### Data for the task ###
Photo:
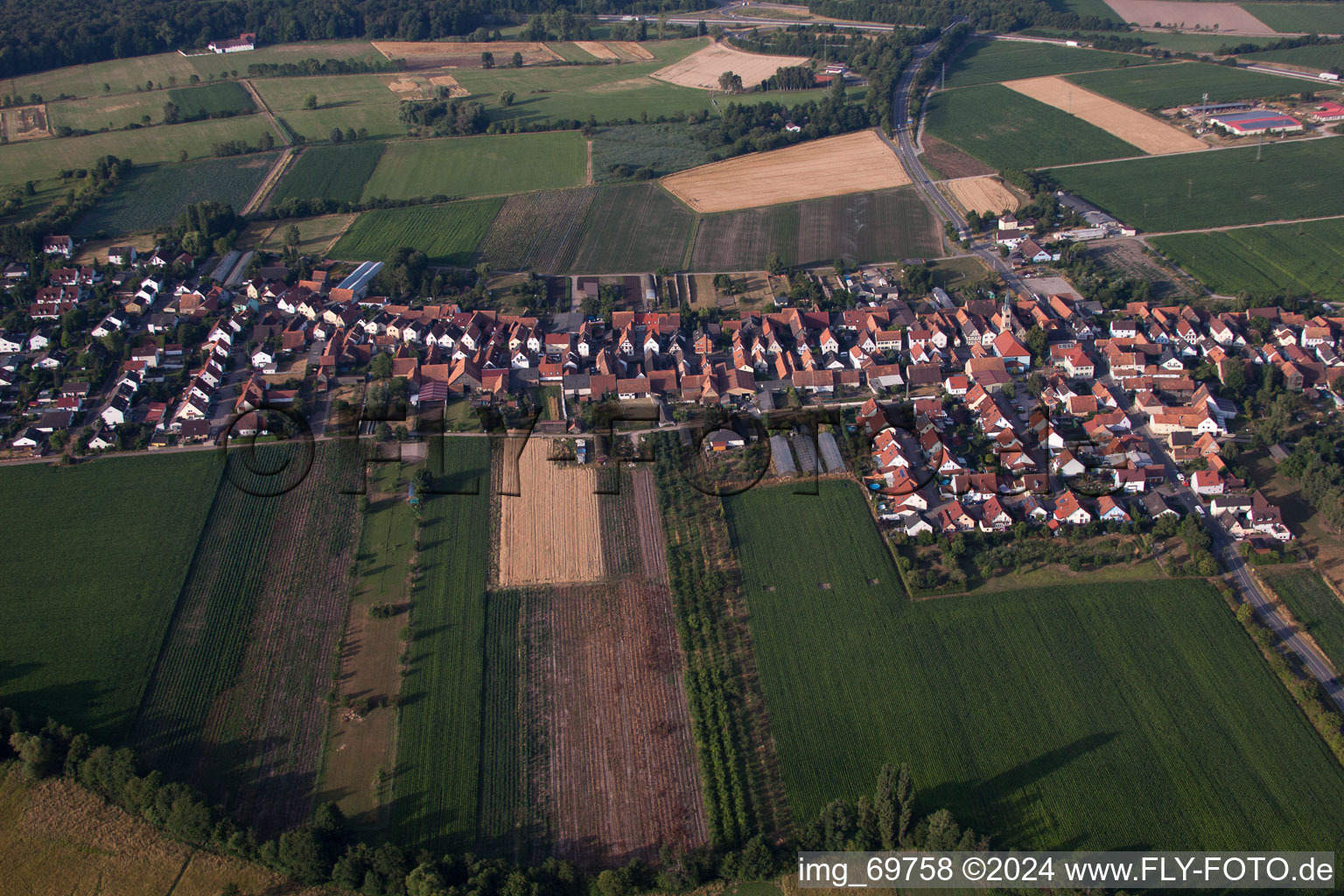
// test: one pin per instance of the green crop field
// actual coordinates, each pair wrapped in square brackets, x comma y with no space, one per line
[479,165]
[330,172]
[172,69]
[992,60]
[152,196]
[1088,717]
[343,101]
[97,555]
[1264,261]
[1320,612]
[1007,130]
[877,226]
[440,740]
[448,234]
[39,158]
[1184,83]
[217,98]
[1216,188]
[632,228]
[1312,18]
[1324,58]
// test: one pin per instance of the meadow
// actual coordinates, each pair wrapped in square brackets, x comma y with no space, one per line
[438,754]
[152,195]
[1264,261]
[1311,18]
[479,165]
[632,228]
[990,60]
[97,556]
[39,158]
[878,226]
[1184,83]
[1320,612]
[1054,718]
[1007,130]
[448,234]
[1216,188]
[330,172]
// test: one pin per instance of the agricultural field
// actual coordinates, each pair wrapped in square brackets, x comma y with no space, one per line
[662,148]
[172,69]
[57,838]
[877,226]
[1314,605]
[1264,261]
[992,60]
[330,172]
[1309,18]
[448,234]
[704,67]
[438,747]
[1184,83]
[1007,130]
[42,158]
[343,101]
[835,165]
[536,231]
[632,228]
[550,529]
[479,165]
[1113,675]
[1146,132]
[82,633]
[1216,188]
[1313,58]
[152,195]
[235,703]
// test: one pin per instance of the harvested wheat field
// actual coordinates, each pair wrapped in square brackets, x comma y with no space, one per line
[550,528]
[983,193]
[1228,18]
[702,69]
[831,167]
[621,774]
[1130,125]
[451,54]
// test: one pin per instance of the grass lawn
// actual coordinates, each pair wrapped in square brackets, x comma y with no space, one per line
[1264,261]
[1214,188]
[440,740]
[479,165]
[448,234]
[1320,612]
[1086,717]
[152,196]
[992,60]
[172,69]
[1005,130]
[39,158]
[1312,18]
[97,557]
[1183,83]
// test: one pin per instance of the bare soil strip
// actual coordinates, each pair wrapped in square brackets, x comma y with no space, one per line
[1130,125]
[831,167]
[702,69]
[550,531]
[982,193]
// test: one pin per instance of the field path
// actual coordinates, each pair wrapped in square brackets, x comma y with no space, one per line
[268,185]
[265,110]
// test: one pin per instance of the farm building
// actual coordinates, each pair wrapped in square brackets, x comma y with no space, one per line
[1256,121]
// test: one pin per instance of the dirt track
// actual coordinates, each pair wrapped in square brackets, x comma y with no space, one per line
[1152,136]
[831,167]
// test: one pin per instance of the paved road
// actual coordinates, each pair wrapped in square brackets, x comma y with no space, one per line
###
Task brief → Although the records above contain pictures, the copy should hold only the lines from their start through the line containing "green crop field", each exactly as written, and none of the pictures.

Completed task →
Photo:
// test: one pin per instance of the green crop field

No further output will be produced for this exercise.